● SOURCE TEXT
..........
In Alberta, a person can receive a set amount of compensation when filing a claim for minor injuries, such as soft tissue injuries, caused in a vehicle accident. The compensation amounts are usually capped. However, there have been recent changes to the Minor Injury Regulation where you may be able to receive a higher amount.
Minor Injury Regulation Alberta Car Insurance
In October 1st, 2004, the Minor Injury Regulation law came into effect. This law involves the government limiting the amount of compensation that a victim can receive for their compensation claim for non-pecuniary damages due to minor injuries. The limit was set at $4,000 in 2004.
While this cap stayed the same amount from 2004 to 2006, the government decided to raise the cap amount each year. This rate increase is to keep in pace with current inflation. In 2018, the cap limit was set at $5,080.
Amendment to Rate Cap
The 2019 rate cape was changed from $5,080 to $5,202. There was an increase of 2.4% for the year. So any car accidents that occurred on January 1st and throughout the year could receive this full compensation amount from the insurance company.
There was also another amendment that occurred in late 2018 that changed the types of injuries that fall under the Minor Injury Regulations. In the past, judges would refuse any compensation claim that dealt with injuries that occurred around the temporomandibular joint derangement (TMJ) disc or whiplash associated disorders (WAD). A new amendment was added that took effect in June 2018 to address these issues.
The TMJ and WAD injuries will now be considered minor injuries under the minor injury regulation, with only two exceptions. Any damage to the teeth, displacement or damage to the articular disc, or damage to the bone will not fall under the regulations. In addition, psychological and physical symptoms caused from a sprain, strain or WAD will also be considered a minor injury if the issues are expected to resolve. If the symptoms do not resolve, then they will be considered as serious impairments and be a part of the serious impairments section of the regulations.
What These Regulations Mean to You
If you are involved in a car accident in 2019 and receive a minor injury, a TMJ injury or a WAD injury (as well as physical or psychological symptoms from sprains or strains), you are entitled to compensation from the car insurance companies. You may be able to claim up to the stated non-pecuniary damages cap in the Minor Injury Regulation Alberta. If the insurance company does not provide you with compensation up to the cap, then you can refuse the compensation amount.
You may be able to file an appeal for the denied claim. A person can also negotiate to receive the full maximum amount. You will have to prove that your injuries fall under the Minor Injury Regulation and deserve compensation.
Contact Diamond & Diamond AB
Here at Diamond & Diamond AB, we work with people who have sustained personal injuries due to car accidents when they are not at fault. We help people to receive the full compensation amount that is required by law. To further understand your rights, and whether you can get compensation for your minor injuries, contact our law office today for a consultation.
What is the difference between a minor injury and a major injury under Alberta law?
Under Alberta law, the main difference between a minor and a major injury is the amount you can claim. For minor injuries, it is capped. For 2020, it was $5,296, but it goes up slightly every year. At Diamond & Diamond, we can tell you which category your injury falls into and assist you in obtaining the right level of compensation.
What are soft tissue injuries?
Soft tissue injuries are those that affect the muscles, tendons, or ligaments. Those parts of the body are all prone to sprains, tears, and contusions. All of which can happen when people are involved in accidents. They can be hard to treat and take time to heal. Soft tissue injuries are debilitating. If you suffer this kind of injury, you need to be sure to seek the right level of compensation, with the help of a personal injury lawyer.
What is the Minor Injury Regulation law?
The Minor Injury Regulation was introduced in Canada, in 2004. It defines which injuries are considered minor and caps how much claimants are paid for that type of injury. The maximum amount that can be paid is raised a little each year and periodically the law is updated. For example, in 2018 whiplash injuries were added to the list of minor injuries that could be compensated for.
..........
● STUDY MATERIAL
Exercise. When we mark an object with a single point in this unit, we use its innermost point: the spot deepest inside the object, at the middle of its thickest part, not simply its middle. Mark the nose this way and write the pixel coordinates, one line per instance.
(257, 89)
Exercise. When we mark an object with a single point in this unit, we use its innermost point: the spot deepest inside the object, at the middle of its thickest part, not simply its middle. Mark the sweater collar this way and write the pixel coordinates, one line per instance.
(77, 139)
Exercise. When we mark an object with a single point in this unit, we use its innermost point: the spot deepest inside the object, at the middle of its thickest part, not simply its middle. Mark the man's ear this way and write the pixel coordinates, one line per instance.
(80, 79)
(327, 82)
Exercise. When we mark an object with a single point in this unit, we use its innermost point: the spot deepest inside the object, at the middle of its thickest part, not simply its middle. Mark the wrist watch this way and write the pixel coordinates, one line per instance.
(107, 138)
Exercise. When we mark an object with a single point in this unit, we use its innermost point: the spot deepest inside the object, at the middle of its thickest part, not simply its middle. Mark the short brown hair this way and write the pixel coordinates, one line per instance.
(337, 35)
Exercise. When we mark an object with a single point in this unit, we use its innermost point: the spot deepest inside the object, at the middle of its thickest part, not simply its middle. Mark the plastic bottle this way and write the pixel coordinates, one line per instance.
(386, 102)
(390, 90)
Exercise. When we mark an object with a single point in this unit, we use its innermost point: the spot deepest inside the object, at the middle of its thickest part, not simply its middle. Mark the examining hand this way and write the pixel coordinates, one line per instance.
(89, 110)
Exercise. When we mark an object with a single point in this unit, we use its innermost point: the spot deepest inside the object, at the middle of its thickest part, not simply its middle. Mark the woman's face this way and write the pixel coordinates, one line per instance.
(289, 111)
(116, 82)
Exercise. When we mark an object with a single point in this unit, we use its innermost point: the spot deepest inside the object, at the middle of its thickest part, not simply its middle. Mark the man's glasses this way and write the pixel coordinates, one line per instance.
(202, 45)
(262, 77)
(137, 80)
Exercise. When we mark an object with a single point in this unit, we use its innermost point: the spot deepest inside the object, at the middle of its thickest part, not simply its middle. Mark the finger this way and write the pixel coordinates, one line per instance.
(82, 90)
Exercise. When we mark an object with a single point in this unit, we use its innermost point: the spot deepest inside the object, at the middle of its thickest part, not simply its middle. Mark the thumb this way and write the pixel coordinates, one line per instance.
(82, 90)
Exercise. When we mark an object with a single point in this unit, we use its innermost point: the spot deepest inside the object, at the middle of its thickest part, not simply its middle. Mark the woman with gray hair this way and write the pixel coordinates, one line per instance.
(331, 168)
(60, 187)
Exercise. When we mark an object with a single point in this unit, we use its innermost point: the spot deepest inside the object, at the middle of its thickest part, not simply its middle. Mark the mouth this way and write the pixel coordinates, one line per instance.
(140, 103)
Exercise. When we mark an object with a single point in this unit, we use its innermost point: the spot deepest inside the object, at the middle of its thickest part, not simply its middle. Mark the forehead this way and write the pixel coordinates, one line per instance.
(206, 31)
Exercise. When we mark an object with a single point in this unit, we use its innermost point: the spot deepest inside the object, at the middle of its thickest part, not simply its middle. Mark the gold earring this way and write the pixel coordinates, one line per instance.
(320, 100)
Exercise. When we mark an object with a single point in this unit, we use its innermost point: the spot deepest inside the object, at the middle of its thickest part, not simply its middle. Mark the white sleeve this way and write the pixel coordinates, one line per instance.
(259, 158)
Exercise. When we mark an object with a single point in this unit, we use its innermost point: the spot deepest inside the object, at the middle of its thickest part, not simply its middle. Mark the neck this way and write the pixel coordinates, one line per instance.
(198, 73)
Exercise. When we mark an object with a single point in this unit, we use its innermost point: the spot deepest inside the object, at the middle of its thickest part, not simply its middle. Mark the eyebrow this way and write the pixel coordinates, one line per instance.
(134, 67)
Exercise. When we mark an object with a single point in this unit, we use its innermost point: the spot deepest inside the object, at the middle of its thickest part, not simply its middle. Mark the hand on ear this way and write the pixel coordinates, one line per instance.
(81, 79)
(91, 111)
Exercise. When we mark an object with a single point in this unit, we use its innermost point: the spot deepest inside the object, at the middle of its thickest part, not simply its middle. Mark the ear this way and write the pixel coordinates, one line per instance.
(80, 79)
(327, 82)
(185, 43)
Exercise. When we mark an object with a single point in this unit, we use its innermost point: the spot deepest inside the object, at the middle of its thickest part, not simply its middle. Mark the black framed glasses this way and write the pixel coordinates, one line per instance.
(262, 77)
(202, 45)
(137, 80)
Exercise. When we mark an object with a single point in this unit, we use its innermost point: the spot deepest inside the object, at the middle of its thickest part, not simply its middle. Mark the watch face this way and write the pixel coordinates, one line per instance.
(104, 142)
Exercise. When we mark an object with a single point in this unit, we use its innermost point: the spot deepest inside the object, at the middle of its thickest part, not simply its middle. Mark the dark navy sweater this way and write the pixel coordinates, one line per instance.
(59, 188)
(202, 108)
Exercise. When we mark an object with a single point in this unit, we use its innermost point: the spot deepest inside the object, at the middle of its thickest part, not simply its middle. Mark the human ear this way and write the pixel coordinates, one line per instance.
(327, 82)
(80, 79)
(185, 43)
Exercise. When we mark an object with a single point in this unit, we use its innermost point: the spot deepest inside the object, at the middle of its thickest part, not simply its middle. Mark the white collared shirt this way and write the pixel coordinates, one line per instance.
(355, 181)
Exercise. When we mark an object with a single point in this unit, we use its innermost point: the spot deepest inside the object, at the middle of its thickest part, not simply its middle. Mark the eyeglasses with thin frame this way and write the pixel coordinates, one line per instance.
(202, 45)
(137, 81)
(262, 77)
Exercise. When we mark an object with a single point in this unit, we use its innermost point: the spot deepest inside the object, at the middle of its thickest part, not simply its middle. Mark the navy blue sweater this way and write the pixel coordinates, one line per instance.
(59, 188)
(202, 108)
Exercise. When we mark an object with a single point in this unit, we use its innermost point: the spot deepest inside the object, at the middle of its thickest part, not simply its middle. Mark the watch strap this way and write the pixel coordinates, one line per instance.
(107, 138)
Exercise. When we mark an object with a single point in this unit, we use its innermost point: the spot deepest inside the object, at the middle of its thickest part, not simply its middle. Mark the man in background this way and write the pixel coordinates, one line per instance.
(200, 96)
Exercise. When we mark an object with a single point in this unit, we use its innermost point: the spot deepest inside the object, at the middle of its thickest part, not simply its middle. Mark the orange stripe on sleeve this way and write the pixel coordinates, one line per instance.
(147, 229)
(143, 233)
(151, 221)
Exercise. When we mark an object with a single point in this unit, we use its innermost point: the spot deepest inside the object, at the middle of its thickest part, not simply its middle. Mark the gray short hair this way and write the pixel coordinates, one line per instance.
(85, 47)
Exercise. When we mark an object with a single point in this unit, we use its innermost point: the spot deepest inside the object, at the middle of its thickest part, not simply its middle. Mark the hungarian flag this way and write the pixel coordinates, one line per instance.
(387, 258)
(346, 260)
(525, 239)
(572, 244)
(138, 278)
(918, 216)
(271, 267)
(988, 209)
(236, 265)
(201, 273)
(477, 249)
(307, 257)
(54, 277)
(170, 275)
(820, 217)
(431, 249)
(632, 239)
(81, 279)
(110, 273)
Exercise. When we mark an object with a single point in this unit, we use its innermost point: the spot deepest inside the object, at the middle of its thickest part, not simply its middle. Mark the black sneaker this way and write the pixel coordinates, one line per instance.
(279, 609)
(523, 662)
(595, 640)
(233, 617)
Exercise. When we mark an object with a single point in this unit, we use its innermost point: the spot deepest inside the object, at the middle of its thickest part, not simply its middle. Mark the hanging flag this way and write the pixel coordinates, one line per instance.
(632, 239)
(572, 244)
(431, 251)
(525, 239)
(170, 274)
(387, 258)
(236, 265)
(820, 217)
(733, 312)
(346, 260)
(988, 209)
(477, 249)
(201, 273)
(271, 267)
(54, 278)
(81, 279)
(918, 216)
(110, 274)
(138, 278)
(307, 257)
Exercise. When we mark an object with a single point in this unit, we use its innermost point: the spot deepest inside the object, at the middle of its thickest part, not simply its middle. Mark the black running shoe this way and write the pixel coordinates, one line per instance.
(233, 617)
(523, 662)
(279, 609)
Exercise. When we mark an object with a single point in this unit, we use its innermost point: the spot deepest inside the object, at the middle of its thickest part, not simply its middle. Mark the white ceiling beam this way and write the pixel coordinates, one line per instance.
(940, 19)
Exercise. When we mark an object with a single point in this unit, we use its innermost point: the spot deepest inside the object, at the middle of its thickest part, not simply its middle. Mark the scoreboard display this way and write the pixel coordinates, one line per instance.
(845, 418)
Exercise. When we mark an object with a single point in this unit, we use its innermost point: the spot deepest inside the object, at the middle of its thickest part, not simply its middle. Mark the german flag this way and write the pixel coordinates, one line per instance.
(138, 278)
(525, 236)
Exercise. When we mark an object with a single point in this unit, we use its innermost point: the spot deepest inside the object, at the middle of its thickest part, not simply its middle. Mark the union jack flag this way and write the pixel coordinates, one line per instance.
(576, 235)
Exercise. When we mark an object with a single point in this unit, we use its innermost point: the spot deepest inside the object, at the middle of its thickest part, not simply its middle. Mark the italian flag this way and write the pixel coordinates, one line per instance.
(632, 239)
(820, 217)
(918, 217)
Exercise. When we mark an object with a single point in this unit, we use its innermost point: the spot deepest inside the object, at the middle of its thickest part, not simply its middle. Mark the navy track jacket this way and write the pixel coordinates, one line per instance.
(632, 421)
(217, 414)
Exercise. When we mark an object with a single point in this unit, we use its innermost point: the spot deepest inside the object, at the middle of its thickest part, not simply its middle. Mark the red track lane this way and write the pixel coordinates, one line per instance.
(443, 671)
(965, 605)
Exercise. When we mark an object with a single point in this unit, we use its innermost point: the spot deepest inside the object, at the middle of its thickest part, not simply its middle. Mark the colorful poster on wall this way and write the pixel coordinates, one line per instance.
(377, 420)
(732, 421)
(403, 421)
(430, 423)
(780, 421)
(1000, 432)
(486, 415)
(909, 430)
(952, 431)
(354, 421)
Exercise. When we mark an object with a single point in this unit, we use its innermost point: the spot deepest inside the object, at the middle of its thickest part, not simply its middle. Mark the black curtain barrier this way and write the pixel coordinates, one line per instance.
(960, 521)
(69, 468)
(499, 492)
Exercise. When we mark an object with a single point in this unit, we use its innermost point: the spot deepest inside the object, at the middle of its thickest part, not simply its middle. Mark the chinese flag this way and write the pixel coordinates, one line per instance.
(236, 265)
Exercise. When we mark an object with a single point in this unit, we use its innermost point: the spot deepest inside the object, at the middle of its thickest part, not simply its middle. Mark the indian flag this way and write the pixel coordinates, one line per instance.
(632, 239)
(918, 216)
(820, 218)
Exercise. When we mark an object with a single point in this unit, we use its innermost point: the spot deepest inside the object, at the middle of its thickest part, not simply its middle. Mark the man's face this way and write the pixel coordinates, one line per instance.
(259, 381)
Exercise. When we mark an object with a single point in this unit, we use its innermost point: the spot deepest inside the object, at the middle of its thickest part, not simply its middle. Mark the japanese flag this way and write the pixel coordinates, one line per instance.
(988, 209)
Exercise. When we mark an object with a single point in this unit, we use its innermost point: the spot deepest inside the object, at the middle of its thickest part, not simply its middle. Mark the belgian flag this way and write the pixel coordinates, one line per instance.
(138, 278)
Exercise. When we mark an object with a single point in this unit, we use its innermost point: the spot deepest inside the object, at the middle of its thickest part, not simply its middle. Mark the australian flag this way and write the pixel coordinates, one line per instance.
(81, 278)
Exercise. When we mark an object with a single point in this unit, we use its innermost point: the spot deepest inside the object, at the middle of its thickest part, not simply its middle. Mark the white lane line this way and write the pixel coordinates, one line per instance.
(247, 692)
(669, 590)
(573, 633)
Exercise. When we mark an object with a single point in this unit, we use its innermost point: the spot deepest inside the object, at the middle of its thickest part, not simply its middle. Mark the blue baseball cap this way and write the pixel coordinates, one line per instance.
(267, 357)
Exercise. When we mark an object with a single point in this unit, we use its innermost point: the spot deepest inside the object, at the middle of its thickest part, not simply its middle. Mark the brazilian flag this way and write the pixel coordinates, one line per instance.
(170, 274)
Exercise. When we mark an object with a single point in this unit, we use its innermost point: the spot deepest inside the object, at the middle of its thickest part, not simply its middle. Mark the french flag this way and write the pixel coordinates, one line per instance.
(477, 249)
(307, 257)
..........
Retype the Alberta minor injury text above word for word, copying everything from "The TMJ and" down to "of the regulations.".

The TMJ and WAD injuries will now be considered minor injuries under the minor injury regulation, with only two exceptions. Any damage to the teeth, displacement or damage to the articular disc, or damage to the bone will not fall under the regulations. In addition, psychological and physical symptoms caused from a sprain, strain or WAD will also be considered a minor injury if the issues are expected to resolve. If the symptoms do not resolve, then they will be considered as serious impairments and be a part of the serious impairments section of the regulations.